Supplied data |
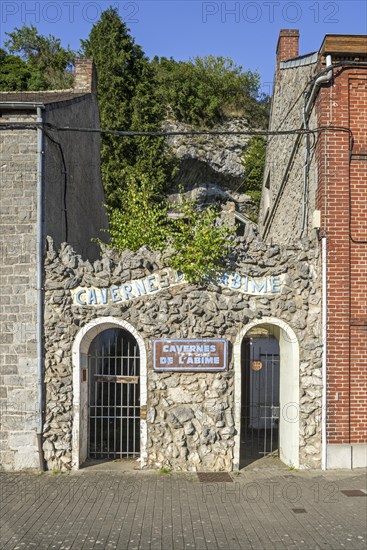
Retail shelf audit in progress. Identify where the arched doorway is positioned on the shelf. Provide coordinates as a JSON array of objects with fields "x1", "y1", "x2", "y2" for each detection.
[
  {"x1": 234, "y1": 317, "x2": 299, "y2": 468},
  {"x1": 72, "y1": 317, "x2": 147, "y2": 468},
  {"x1": 88, "y1": 327, "x2": 140, "y2": 459},
  {"x1": 240, "y1": 326, "x2": 280, "y2": 466}
]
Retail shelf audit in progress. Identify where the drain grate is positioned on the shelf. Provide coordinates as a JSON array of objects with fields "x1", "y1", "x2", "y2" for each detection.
[
  {"x1": 341, "y1": 489, "x2": 367, "y2": 497},
  {"x1": 197, "y1": 472, "x2": 233, "y2": 483}
]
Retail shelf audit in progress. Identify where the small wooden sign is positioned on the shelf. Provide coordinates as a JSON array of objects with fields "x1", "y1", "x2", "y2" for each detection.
[
  {"x1": 153, "y1": 338, "x2": 227, "y2": 372},
  {"x1": 95, "y1": 374, "x2": 139, "y2": 384}
]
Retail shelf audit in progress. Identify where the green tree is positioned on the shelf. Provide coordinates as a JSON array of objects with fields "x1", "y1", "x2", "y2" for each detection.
[
  {"x1": 153, "y1": 55, "x2": 267, "y2": 127},
  {"x1": 5, "y1": 24, "x2": 74, "y2": 90},
  {"x1": 170, "y1": 196, "x2": 235, "y2": 283},
  {"x1": 0, "y1": 49, "x2": 32, "y2": 92},
  {"x1": 109, "y1": 176, "x2": 170, "y2": 252},
  {"x1": 109, "y1": 188, "x2": 235, "y2": 283},
  {"x1": 82, "y1": 8, "x2": 171, "y2": 208}
]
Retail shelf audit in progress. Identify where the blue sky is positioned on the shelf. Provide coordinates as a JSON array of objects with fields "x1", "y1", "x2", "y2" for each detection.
[{"x1": 0, "y1": 0, "x2": 367, "y2": 92}]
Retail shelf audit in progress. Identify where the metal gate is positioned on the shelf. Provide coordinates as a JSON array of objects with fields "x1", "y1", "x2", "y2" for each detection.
[
  {"x1": 241, "y1": 338, "x2": 280, "y2": 463},
  {"x1": 88, "y1": 328, "x2": 140, "y2": 458}
]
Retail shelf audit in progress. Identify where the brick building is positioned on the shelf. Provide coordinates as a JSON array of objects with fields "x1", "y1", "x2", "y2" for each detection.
[
  {"x1": 260, "y1": 30, "x2": 367, "y2": 468},
  {"x1": 0, "y1": 59, "x2": 107, "y2": 469}
]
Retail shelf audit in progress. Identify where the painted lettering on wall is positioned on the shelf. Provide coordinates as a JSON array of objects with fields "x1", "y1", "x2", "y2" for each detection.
[
  {"x1": 71, "y1": 269, "x2": 186, "y2": 307},
  {"x1": 71, "y1": 269, "x2": 284, "y2": 307},
  {"x1": 217, "y1": 273, "x2": 284, "y2": 294}
]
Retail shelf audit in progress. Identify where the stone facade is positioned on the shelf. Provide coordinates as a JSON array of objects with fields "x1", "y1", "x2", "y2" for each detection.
[
  {"x1": 0, "y1": 64, "x2": 107, "y2": 470},
  {"x1": 44, "y1": 234, "x2": 322, "y2": 471}
]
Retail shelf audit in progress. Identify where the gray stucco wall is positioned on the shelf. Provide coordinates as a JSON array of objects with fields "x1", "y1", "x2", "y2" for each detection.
[
  {"x1": 0, "y1": 95, "x2": 107, "y2": 470},
  {"x1": 0, "y1": 111, "x2": 38, "y2": 469},
  {"x1": 45, "y1": 94, "x2": 108, "y2": 260}
]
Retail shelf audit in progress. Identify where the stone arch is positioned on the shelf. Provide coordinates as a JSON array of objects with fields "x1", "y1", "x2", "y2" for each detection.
[
  {"x1": 72, "y1": 317, "x2": 147, "y2": 469},
  {"x1": 233, "y1": 317, "x2": 299, "y2": 469}
]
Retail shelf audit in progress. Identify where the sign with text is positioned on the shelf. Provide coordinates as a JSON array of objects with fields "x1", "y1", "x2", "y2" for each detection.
[{"x1": 153, "y1": 338, "x2": 227, "y2": 372}]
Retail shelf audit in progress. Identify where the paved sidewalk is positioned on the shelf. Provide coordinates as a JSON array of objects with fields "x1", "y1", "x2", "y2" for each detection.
[{"x1": 0, "y1": 464, "x2": 367, "y2": 550}]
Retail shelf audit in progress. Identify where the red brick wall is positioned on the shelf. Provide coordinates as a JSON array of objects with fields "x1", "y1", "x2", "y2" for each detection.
[
  {"x1": 316, "y1": 69, "x2": 367, "y2": 443},
  {"x1": 277, "y1": 29, "x2": 299, "y2": 69}
]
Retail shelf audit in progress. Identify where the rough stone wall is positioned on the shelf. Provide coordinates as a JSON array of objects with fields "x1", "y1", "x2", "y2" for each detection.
[
  {"x1": 44, "y1": 238, "x2": 322, "y2": 470},
  {"x1": 45, "y1": 94, "x2": 108, "y2": 260},
  {"x1": 259, "y1": 64, "x2": 317, "y2": 242},
  {"x1": 164, "y1": 118, "x2": 255, "y2": 218},
  {"x1": 0, "y1": 111, "x2": 38, "y2": 470}
]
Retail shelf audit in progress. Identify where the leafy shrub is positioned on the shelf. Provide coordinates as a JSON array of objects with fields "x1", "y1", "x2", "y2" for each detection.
[{"x1": 152, "y1": 55, "x2": 267, "y2": 127}]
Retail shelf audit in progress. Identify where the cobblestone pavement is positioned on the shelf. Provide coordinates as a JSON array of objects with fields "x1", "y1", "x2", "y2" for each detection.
[{"x1": 0, "y1": 465, "x2": 367, "y2": 550}]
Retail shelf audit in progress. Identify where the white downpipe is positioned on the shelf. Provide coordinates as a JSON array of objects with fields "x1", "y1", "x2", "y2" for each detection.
[
  {"x1": 321, "y1": 237, "x2": 327, "y2": 470},
  {"x1": 36, "y1": 107, "x2": 45, "y2": 471},
  {"x1": 304, "y1": 55, "x2": 333, "y2": 118}
]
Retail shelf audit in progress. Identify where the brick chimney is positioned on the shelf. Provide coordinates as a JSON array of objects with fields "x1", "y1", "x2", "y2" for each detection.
[
  {"x1": 277, "y1": 29, "x2": 299, "y2": 71},
  {"x1": 73, "y1": 57, "x2": 97, "y2": 94}
]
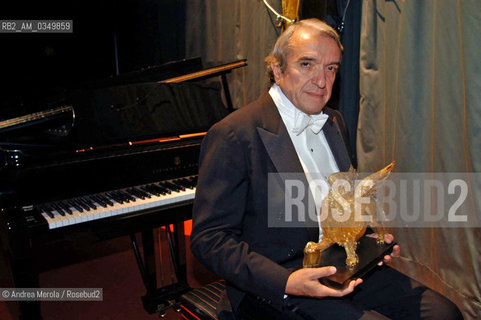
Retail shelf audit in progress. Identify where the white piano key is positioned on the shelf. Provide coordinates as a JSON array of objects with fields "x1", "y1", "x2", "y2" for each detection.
[{"x1": 41, "y1": 179, "x2": 195, "y2": 229}]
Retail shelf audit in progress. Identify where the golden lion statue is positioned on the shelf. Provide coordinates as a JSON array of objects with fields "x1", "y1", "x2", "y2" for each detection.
[{"x1": 302, "y1": 162, "x2": 394, "y2": 268}]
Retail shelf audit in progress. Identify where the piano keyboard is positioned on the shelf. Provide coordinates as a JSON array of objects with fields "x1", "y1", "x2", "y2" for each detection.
[{"x1": 36, "y1": 176, "x2": 197, "y2": 229}]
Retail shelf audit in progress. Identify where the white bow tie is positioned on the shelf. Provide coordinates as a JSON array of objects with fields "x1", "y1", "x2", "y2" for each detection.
[{"x1": 292, "y1": 112, "x2": 329, "y2": 135}]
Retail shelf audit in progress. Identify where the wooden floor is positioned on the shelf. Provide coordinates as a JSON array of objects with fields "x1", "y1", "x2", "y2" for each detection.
[{"x1": 0, "y1": 230, "x2": 216, "y2": 320}]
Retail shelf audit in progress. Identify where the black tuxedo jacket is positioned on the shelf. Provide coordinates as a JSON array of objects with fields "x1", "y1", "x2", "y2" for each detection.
[{"x1": 191, "y1": 93, "x2": 351, "y2": 311}]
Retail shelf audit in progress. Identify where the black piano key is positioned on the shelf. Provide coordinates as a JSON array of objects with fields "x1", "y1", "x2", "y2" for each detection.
[
  {"x1": 106, "y1": 191, "x2": 124, "y2": 204},
  {"x1": 95, "y1": 194, "x2": 114, "y2": 206},
  {"x1": 134, "y1": 187, "x2": 152, "y2": 199},
  {"x1": 141, "y1": 185, "x2": 160, "y2": 197},
  {"x1": 126, "y1": 188, "x2": 145, "y2": 200},
  {"x1": 118, "y1": 191, "x2": 135, "y2": 202},
  {"x1": 97, "y1": 194, "x2": 114, "y2": 206},
  {"x1": 90, "y1": 195, "x2": 107, "y2": 208},
  {"x1": 37, "y1": 206, "x2": 55, "y2": 219},
  {"x1": 132, "y1": 187, "x2": 151, "y2": 199},
  {"x1": 51, "y1": 203, "x2": 65, "y2": 217},
  {"x1": 57, "y1": 201, "x2": 72, "y2": 215},
  {"x1": 162, "y1": 181, "x2": 182, "y2": 191},
  {"x1": 79, "y1": 197, "x2": 97, "y2": 210},
  {"x1": 148, "y1": 184, "x2": 170, "y2": 195},
  {"x1": 67, "y1": 200, "x2": 84, "y2": 212},
  {"x1": 157, "y1": 182, "x2": 172, "y2": 194},
  {"x1": 74, "y1": 198, "x2": 90, "y2": 211}
]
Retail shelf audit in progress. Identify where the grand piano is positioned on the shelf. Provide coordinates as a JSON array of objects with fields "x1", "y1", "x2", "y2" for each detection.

Task brief | Filter the listing above down to the lines that contain the string "piano", matching case exactly, and copy each such line.

Exercise answer |
Retail shelf audit in progress. Identify where the white piano key is positioned on the shelf. Provide coordinates as a JSON array of objects with fields "x1", "y1", "x2", "y2" for each detection.
Retail shelf audit in progress. Identify where the piano keyboard is positioned on the shelf. Provide coordinates as a JSON array of objects with fields "x1", "y1", "x2", "y2" for each detection.
Retail shelf audit in progress. Identify where the black piano key is positioned on the shelf. Provide coordinates as a JSON array of objects with fields "x1", "y1", "x2", "y2" for each detection.
Retail shelf audit in progress. Identify where the grand piano is positioned on the shelf. Provide coordinates as a JSON array of objects with fields "x1", "y1", "x2", "y2" for each detection.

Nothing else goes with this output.